### Challenge 1
From the passage below on fitness opportunities in Los Angeles, list every explanation it gives for why the disparities between affluent and low-income areas exist.
### Challenge 2
According to the passage below on fitness opportunities in Los Angeles, how many acres of recreation or green space per 1,000 people does South Los Angeles have?
### Challenge 3
Extend the passage below on fitness opportunities in Los Angeles, picking up after its final sentence.

### Text block
** Start **

David Sloan, a professor of urban planning at the University of Southern California, says the difference in fitness opportunities between affluent and low-income areas are stark. While wealthy West Los Angeles has 70.1 acres of recreation or green space per 1,000 people, low-income South Los Angeles has 1.2 acres per 1,000. Meanwhile, private gyms are much more common in the more affluent areas. The recession has made it even more difficult to rely on public parks for fitness and recreation, as public resources earmarked for those spaces dwindle.
There are many explanations for why the disparities exist: poor city planning in the 19th and early 20th centuries, allocation of resources to new development at county fringes rather than the urban core, and reticence on the part of corporate brands to enter poorer communities. The result is that many people in those neighborhoods don't exercise at all, while others develop innovative ways of getting a workout.

** End **

### Listed records

** Start **

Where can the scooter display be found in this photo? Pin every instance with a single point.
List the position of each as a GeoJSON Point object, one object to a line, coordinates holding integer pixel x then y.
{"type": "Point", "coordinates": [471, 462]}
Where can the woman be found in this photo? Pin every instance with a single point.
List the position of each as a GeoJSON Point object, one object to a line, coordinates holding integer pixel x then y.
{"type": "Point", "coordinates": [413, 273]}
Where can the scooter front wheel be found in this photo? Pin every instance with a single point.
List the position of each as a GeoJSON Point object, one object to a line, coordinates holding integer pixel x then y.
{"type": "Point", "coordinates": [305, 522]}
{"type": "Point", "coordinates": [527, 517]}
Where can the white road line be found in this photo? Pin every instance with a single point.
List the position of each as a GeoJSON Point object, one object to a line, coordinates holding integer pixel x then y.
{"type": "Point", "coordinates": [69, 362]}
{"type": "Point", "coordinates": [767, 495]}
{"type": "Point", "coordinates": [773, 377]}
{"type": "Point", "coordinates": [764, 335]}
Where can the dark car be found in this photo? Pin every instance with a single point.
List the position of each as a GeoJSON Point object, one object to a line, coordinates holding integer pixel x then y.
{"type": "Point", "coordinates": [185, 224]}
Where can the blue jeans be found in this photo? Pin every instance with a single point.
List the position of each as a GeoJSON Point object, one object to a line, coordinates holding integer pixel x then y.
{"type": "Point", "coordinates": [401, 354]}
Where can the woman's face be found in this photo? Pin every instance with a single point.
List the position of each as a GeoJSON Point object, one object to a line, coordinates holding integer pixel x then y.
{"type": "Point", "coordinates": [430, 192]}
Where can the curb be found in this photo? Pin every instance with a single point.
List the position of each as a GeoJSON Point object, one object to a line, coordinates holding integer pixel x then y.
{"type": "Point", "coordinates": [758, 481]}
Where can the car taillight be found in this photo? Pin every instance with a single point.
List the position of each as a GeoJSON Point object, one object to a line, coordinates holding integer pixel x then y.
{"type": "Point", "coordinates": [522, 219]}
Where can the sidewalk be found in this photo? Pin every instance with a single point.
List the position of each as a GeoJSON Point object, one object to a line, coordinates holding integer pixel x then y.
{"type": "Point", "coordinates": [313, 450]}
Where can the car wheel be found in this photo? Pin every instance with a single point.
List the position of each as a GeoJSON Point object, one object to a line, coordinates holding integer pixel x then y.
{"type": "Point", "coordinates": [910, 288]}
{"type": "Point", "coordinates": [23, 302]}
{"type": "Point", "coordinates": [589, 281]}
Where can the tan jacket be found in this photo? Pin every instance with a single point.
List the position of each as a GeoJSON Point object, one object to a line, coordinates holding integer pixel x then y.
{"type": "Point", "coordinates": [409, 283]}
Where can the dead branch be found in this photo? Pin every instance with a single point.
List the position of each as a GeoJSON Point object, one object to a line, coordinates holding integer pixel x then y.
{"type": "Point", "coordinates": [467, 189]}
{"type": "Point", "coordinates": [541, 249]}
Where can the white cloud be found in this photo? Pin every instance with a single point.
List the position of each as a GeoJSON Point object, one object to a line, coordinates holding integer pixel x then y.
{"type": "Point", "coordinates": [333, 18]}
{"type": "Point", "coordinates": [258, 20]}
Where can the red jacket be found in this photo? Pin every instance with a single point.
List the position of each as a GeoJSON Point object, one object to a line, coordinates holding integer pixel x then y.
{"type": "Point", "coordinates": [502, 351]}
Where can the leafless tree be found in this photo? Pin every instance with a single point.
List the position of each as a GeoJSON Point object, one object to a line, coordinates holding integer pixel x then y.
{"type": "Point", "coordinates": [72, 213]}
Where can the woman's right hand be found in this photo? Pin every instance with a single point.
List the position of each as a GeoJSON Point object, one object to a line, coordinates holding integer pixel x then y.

** End **

### Task output 1
- Poor city planning in the 19th and early 20th centuries
- Allocation of resources to new development at county fringes rather than the urban core
- Reticence on the part of corporate brands to enter poorer communities

### Task output 2
1.2 acres per 1,000 people.

### Task output 3
In the Baldwin Hills neighborhood of Los Angeles, dozens of people hike up steep Valley Ridge Drive throughout the day, with more arriving after work. Community members hold fitness classes in their homes. Every day, just south of the Los Angeles Memorial Coliseum on Martin Luther King Blvd, several dozen people run laps, bike, or play games in an asphalt parking lot. Victor Martinez has been running there five days a week for the past two years. The nearest open space to Martinez’s home is half an hour away. The parking lot is just 10 minutes away, on the route between his work and home, and unlike a gym, it’s free.
“In South Central,” he says, “there’s not a lot of areas for walking and exercise. We need more parks in the community.”